>>>>>

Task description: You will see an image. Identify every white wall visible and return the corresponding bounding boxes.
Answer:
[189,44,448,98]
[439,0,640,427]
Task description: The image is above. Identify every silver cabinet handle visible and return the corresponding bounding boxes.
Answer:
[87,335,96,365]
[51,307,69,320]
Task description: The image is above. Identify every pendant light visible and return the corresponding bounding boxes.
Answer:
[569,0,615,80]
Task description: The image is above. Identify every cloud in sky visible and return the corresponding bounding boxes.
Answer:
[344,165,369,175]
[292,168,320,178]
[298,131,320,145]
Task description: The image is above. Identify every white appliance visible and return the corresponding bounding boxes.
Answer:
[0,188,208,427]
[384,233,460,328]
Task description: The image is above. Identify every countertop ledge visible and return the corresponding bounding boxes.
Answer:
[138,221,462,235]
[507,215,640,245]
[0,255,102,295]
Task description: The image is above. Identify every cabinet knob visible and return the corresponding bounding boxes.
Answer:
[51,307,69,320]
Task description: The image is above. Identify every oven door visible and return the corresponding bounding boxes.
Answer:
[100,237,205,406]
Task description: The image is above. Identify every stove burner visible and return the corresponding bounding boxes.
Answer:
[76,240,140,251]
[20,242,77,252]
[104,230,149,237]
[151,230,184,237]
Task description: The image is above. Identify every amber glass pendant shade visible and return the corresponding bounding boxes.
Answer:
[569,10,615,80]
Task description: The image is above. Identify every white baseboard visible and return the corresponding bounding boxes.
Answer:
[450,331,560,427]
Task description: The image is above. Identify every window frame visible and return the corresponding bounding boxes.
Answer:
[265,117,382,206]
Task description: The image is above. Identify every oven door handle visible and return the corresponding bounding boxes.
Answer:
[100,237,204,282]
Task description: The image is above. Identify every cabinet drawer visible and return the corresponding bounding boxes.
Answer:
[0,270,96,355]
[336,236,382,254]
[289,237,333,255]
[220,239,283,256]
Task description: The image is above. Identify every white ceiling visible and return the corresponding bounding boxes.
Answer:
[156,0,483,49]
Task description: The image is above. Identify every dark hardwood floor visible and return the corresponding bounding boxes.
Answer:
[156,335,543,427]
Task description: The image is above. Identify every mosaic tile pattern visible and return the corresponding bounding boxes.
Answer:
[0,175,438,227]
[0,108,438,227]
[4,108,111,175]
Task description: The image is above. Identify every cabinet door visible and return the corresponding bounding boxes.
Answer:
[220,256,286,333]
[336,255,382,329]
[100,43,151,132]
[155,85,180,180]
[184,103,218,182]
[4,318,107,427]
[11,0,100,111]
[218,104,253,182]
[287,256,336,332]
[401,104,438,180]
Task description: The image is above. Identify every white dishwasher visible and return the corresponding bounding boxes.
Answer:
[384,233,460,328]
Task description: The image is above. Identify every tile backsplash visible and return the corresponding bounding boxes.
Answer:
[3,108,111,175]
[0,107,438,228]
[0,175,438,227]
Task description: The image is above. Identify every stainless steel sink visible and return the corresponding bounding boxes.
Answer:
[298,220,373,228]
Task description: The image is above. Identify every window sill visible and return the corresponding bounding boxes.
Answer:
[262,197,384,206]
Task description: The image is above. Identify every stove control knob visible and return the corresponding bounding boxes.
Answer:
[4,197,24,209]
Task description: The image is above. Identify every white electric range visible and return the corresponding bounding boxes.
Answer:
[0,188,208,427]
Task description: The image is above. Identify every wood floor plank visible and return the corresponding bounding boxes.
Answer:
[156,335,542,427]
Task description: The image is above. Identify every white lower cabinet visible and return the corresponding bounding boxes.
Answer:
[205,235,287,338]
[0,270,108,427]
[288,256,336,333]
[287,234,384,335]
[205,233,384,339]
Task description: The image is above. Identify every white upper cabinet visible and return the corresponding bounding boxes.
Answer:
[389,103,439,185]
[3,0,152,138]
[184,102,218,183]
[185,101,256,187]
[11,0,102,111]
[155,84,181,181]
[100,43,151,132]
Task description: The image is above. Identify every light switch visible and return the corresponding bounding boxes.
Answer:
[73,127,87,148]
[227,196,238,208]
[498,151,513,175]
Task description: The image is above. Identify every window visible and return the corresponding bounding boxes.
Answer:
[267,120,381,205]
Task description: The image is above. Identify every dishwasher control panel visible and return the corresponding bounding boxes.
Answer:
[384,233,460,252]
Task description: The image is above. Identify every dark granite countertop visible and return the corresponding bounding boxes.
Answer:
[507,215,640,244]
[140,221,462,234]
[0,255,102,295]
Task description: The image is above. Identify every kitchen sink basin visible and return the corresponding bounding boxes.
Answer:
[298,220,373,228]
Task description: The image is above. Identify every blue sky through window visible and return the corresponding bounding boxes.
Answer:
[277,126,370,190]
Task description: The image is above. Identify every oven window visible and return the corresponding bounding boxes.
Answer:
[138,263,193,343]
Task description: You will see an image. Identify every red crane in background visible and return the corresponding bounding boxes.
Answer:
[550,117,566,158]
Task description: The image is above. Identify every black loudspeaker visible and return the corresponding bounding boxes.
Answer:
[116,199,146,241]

<<<<<

**DIRECTIVE**
Convert every line of the data above into a JSON list of strings, one string per line, leaving out blank lines.

**RESULT**
[
  "Task description: You will see an image. Identify every white wall visible and return the corresponding bounding boxes.",
  "Answer:",
  "[189,44,448,98]",
  "[439,0,640,427]",
  "Task description: The image is above. Identify every silver cabinet handle visible and return the corresponding bounding boxes.",
  "Answer:",
  "[87,335,96,365]",
  "[51,307,69,320]",
  "Task description: The image is above. Identify every pendant light visible and return the corresponding bounding boxes.",
  "Answer:",
  "[569,0,615,80]",
  "Task description: The image is above. Identify every cloud in sky visible and return the corresponding bounding boxes.",
  "Answer:",
  "[344,165,369,175]",
  "[292,168,320,178]",
  "[298,131,320,145]",
  "Task description: The image is above. Identify every white appliance visible and return the corresponding bounding boxes.",
  "Answer:",
  "[0,188,208,427]",
  "[384,233,460,328]",
  "Task description: The image is above. Identify every countertop ledge visible and return the corresponding bounding boxes.",
  "Answer:",
  "[138,221,462,235]",
  "[507,215,640,245]",
  "[0,255,102,295]",
  "Task description: The image is above. Identify every cabinet knob visible and return the corresponding bounding boxes.",
  "Answer:",
  "[51,307,69,320]",
  "Task description: The image is above. Identify every oven door visible and return the corresponding bounding boxes.",
  "Answer:",
  "[100,237,205,406]",
  "Task description: The image is above. Identify every stove burner visible and return the corresponding bounding boxes.",
  "Answer:",
  "[76,240,140,251]",
  "[20,242,77,252]",
  "[104,230,149,237]",
  "[151,230,184,237]",
  "Task description: The image is above. Identify every amber glass pendant shade visible and return the corresponding bounding boxes.",
  "Answer:",
  "[569,10,615,80]",
  "Task description: The image is above. Identify every white baseboard visible and return the corresponding bounding boxes.",
  "Answer:",
  "[450,331,560,427]",
  "Task description: The image is above. Identify every window frame visible and return the corresponding bounding boxes.",
  "Answer:",
  "[265,117,382,206]",
  "Task description: The image is above. Identify every oven door handle visible and return the corresponding bounding boxes.",
  "Answer:",
  "[100,237,204,282]",
  "Task description: The image is above. Identify every cabinet drawer visible and return the corresponding bounding boxes.",
  "Answer:",
  "[0,270,96,355]",
  "[336,236,382,254]",
  "[289,237,333,255]",
  "[220,239,283,256]",
  "Task description: The image is above. Identify every white ceiling visible and return the corresponding bounding boxes.",
  "Answer:",
  "[156,0,483,49]",
  "Task description: The image is above. Identify every dark hardwood floor visible and return the corresponding bounding boxes.",
  "Answer:",
  "[156,335,543,427]",
  "Task description: The image is above. Identify every mosaic tile pattern visible and return the corresponding bounding boxes.",
  "Answer:",
  "[0,175,438,227]",
  "[0,108,438,227]",
  "[4,108,111,175]",
  "Task description: The image is above. Identify every cabinet door visible and return the corresponding bounding boxes.",
  "Answer:",
  "[220,256,286,333]",
  "[336,255,382,329]",
  "[100,43,151,132]",
  "[155,85,180,180]",
  "[184,103,218,182]",
  "[4,318,107,427]",
  "[11,0,100,111]",
  "[218,104,253,182]",
  "[287,256,336,332]",
  "[401,104,438,180]",
  "Task description: The image is above. Identify every white dishwasher visible and return the corresponding bounding boxes.",
  "Answer:",
  "[384,233,460,328]",
  "Task description: The image is above. Identify every tile backsplash visible and return the corresponding bounding boxes.",
  "Answer:",
  "[3,108,111,175]",
  "[0,107,438,228]",
  "[0,175,438,227]",
  "Task description: The image is above. Identify every stainless steel sink visible and return the corresponding bounding boxes.",
  "Answer:",
  "[298,220,373,228]",
  "Task description: The image is above. Identify every window sill visible and return the corresponding bounding boxes.",
  "Answer:",
  "[262,197,384,206]",
  "Task description: The image is above. Identify every stove control knob visible and return the corresponding bounding boxes.",
  "Answer:",
  "[4,197,24,209]",
  "Task description: The image is above. Identify every white electric range visible and return the corresponding bounding boxes.",
  "Answer:",
  "[0,188,208,427]",
  "Task description: The image is above. Identify every wood floor plank visible and return the corresponding bounding boxes.",
  "Answer:",
  "[156,335,542,427]",
  "Task description: The image is above. Identify every white lower cabinet visible and return the corresponding bounding boxes.",
  "Answer:",
  "[205,235,287,338]",
  "[0,270,108,427]",
  "[288,256,336,333]",
  "[287,234,384,335]",
  "[205,233,384,339]",
  "Task description: The image is above. Identify every white upper cabinet visible and return the corresponding bounding boxes.",
  "Answer:",
  "[389,103,439,185]",
  "[3,0,152,138]",
  "[184,102,218,183]",
  "[185,101,256,187]",
  "[11,0,102,111]",
  "[155,84,181,181]",
  "[100,43,151,132]",
  "Task description: The image is above. Identify every light switch visible and return the corresponding bounding boxes.",
  "Answer:",
  "[73,127,87,148]",
  "[227,196,238,208]",
  "[498,151,513,175]",
  "Task description: The image is above. Identify every window visible and return the corresponding bounding boxes.",
  "Answer:",
  "[267,120,381,205]",
  "Task description: The image is above. Identify every dishwasher control panel visible and return the corresponding bounding boxes.",
  "Answer:",
  "[384,233,460,252]",
  "Task description: The image is above. Identify every dark granite countertop visible and return the corresponding bounding boxes.",
  "Answer:",
  "[507,215,640,244]",
  "[140,221,462,234]",
  "[0,255,102,295]",
  "Task description: The image is above. Identify every kitchen sink basin visible and return the corresponding bounding boxes.",
  "Answer:",
  "[298,220,373,228]",
  "Task description: The image is above. Identify every blue sky through window visible and return the corresponding bounding boxes.",
  "Answer:",
  "[277,126,370,190]",
  "Task description: The image is above. Identify every oven window visible and return the corresponding bounding boxes.",
  "Answer:",
  "[138,263,193,343]",
  "Task description: You will see an image. Identify every red crane in background visible and return the corresponding bounding boxes.",
  "Answer:",
  "[550,117,566,158]",
  "Task description: The image is above. Identify every black loudspeaker visible and return the corresponding bounding boxes.",
  "Answer:",
  "[116,199,146,241]"
]